## Aim of the exercise
Could you print each line of the material below exactly?

## The input
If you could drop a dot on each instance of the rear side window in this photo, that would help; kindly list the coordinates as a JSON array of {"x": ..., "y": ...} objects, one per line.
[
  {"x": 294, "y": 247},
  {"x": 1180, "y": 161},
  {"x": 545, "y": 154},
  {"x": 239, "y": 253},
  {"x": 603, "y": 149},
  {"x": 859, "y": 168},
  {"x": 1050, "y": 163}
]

## Answer to the exercise
If you could drop a dot on each instance of the rear side window in this photo, that would help; kindly list the coordinates as a JSON array of {"x": ..., "y": ...} objects, one per line.
[
  {"x": 294, "y": 247},
  {"x": 1180, "y": 161},
  {"x": 545, "y": 154},
  {"x": 239, "y": 253},
  {"x": 603, "y": 149},
  {"x": 859, "y": 168},
  {"x": 1050, "y": 163}
]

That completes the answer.